Work instructions: Show all lines of the listing that hold the word "below".

Information given:
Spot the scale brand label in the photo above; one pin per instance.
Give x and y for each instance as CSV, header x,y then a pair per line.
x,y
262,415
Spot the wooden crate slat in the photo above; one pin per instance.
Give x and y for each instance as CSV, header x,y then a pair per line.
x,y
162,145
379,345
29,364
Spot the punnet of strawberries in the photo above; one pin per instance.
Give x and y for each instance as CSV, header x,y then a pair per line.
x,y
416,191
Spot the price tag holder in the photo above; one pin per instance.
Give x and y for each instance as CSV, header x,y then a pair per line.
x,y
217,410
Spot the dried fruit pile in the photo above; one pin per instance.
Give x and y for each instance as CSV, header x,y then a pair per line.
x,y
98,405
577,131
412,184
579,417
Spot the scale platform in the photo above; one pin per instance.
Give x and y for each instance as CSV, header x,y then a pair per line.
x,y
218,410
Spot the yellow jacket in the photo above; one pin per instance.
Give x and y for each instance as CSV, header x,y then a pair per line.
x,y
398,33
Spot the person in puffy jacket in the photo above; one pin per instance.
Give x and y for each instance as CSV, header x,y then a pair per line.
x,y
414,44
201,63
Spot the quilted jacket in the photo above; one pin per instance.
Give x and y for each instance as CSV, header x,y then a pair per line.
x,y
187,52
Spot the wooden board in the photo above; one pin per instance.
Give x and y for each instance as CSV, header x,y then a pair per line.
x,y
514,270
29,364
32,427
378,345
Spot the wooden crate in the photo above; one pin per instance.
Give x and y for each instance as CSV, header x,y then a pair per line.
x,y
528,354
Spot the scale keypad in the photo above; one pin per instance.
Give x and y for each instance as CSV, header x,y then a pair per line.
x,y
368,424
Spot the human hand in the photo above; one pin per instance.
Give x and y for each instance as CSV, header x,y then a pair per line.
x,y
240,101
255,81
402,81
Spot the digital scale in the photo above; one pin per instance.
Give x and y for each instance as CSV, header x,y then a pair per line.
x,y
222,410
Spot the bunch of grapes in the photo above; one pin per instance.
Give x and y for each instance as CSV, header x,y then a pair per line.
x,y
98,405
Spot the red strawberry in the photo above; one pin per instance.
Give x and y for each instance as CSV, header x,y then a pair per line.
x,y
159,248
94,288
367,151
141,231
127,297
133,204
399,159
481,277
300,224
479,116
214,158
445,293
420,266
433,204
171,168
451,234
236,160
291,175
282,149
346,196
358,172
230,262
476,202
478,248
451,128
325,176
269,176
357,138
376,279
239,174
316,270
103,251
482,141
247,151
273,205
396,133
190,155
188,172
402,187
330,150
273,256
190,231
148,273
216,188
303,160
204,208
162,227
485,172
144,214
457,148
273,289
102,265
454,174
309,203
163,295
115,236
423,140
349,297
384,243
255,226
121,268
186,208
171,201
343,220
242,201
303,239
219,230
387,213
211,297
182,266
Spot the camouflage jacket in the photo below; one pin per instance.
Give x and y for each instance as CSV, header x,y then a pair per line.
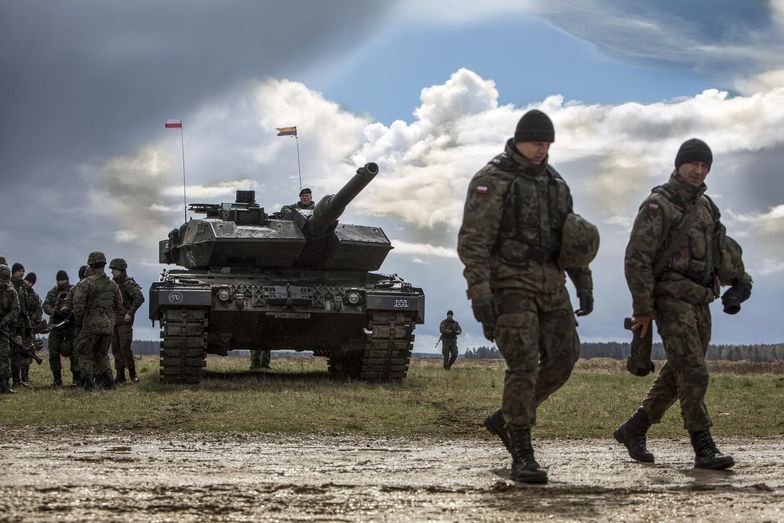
x,y
96,303
690,274
131,294
54,298
449,329
9,306
512,224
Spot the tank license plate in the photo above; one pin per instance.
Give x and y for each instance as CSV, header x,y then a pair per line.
x,y
289,315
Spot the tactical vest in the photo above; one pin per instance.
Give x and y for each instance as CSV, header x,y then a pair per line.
x,y
535,208
703,242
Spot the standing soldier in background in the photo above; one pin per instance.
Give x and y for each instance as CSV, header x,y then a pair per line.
x,y
37,324
450,330
519,234
61,339
122,337
22,324
96,303
677,257
9,312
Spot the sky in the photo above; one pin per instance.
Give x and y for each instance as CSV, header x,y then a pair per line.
x,y
428,90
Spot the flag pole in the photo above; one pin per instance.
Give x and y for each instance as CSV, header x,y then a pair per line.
x,y
184,199
299,169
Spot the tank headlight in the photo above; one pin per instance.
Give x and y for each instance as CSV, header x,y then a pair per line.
x,y
353,297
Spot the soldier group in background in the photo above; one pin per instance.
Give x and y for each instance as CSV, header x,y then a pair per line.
x,y
84,320
450,330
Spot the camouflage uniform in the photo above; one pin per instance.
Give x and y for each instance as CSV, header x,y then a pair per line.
x,y
679,298
122,337
9,312
449,329
60,340
509,241
96,302
22,330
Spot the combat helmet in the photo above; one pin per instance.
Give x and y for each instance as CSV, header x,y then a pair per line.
x,y
579,243
96,257
118,263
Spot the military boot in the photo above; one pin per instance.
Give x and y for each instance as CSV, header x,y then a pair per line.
x,y
495,424
706,455
108,380
524,466
57,378
632,435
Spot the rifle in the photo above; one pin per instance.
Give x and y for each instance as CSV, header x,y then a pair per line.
x,y
16,341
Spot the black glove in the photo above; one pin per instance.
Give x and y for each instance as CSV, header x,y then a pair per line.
x,y
734,296
586,303
485,313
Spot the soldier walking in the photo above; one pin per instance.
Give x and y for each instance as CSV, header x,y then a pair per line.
x,y
96,303
677,257
9,312
518,235
60,339
450,330
122,337
22,328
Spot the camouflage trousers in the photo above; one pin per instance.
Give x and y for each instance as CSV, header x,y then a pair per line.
x,y
5,359
260,359
122,337
685,330
537,336
92,350
61,344
449,351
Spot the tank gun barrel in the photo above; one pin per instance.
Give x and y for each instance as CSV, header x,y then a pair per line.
x,y
331,207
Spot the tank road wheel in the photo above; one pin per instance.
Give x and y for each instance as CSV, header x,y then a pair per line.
x,y
183,345
388,351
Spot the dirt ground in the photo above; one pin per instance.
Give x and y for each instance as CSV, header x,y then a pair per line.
x,y
70,475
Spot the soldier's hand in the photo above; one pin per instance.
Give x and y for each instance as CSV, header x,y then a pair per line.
x,y
642,323
586,303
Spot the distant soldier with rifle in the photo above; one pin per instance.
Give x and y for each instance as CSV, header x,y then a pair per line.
x,y
22,328
450,330
122,337
96,302
677,258
9,313
61,330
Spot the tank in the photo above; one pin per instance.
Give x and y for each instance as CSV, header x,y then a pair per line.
x,y
291,280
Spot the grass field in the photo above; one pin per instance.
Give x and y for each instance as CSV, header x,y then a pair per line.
x,y
298,396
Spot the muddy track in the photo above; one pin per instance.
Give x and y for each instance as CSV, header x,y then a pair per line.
x,y
239,477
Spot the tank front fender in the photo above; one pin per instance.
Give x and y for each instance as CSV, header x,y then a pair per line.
x,y
398,302
162,296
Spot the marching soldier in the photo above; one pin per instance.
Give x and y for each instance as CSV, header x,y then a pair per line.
x,y
122,337
519,234
96,303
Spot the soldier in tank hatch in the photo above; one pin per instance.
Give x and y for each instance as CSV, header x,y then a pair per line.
x,y
677,257
517,239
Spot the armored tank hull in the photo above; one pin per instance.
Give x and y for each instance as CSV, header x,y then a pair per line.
x,y
298,281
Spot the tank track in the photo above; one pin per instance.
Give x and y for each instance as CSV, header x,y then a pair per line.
x,y
183,345
388,351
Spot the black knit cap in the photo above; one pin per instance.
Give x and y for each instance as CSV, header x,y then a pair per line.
x,y
535,126
693,150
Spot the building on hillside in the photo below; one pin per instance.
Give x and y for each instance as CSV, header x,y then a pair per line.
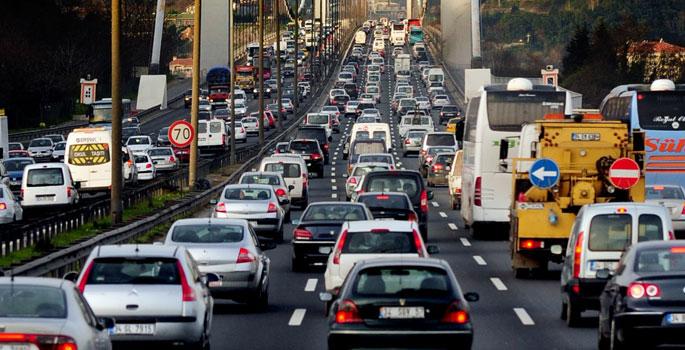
x,y
658,60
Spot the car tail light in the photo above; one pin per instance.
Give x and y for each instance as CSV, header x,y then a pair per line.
x,y
40,341
455,314
84,278
531,244
638,290
302,234
577,250
347,313
424,201
338,248
220,207
477,192
188,292
245,256
418,242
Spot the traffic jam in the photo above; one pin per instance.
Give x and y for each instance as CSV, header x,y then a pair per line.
x,y
395,216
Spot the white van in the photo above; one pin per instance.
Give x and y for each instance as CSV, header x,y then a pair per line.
x,y
294,171
495,113
212,135
88,155
372,131
47,184
599,236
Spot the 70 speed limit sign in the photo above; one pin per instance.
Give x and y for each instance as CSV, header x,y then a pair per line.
x,y
181,134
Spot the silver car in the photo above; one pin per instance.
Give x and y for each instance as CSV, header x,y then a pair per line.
x,y
230,249
153,292
276,181
258,204
163,158
33,306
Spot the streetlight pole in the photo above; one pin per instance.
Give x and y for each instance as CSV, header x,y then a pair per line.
x,y
192,163
116,208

Reply to the exercise:
Spot the camouflage jacket in the photo below; one pin per instance.
Spot the building on hillside in the photo below; one pin per instance.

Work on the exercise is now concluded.